▸ Provided material
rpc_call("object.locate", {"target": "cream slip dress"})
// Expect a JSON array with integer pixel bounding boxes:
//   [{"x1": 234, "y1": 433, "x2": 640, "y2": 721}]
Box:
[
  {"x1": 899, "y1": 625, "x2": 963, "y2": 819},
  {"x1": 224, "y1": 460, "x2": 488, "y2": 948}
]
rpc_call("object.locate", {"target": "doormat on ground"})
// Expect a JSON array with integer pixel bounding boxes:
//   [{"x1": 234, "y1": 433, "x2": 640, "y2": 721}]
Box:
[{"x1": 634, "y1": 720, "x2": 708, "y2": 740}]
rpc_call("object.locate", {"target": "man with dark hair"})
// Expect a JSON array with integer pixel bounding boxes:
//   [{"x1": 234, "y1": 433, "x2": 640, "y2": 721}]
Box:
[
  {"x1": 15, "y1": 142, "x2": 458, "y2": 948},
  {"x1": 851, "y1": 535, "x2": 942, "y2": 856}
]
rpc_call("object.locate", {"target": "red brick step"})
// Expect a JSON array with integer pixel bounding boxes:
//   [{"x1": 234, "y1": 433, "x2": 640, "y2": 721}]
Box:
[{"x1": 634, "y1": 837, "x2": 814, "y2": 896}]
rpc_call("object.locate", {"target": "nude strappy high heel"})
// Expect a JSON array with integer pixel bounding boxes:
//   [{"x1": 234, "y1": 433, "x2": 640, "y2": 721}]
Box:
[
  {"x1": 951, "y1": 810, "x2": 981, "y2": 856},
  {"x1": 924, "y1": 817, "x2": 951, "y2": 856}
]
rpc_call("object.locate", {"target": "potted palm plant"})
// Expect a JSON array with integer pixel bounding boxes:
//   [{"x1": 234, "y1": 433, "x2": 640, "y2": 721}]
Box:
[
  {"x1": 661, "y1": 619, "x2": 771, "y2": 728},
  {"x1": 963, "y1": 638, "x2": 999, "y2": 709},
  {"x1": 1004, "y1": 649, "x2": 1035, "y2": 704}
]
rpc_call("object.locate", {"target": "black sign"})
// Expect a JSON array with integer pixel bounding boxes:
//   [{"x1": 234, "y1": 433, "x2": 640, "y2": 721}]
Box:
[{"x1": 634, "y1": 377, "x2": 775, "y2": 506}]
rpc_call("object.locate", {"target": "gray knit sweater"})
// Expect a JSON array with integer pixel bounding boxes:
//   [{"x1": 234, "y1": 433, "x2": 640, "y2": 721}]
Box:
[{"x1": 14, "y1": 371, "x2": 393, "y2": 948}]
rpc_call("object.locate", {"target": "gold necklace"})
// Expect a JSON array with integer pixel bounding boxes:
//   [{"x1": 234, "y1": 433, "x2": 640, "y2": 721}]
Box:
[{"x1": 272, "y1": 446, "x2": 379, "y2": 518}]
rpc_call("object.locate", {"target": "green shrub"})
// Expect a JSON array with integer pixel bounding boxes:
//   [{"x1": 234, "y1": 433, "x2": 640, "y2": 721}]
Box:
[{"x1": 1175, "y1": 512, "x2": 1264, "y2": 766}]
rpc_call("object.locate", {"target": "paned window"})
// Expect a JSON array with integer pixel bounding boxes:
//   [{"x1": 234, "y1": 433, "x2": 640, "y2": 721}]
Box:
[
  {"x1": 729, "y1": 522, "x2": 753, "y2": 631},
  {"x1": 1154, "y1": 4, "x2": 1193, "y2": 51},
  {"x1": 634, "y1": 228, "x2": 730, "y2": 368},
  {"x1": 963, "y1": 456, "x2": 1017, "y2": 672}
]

▸ The problem
Count the lines in the rows above that contain the string "brick", and give only that number. Case counts.

▸ Final answer
1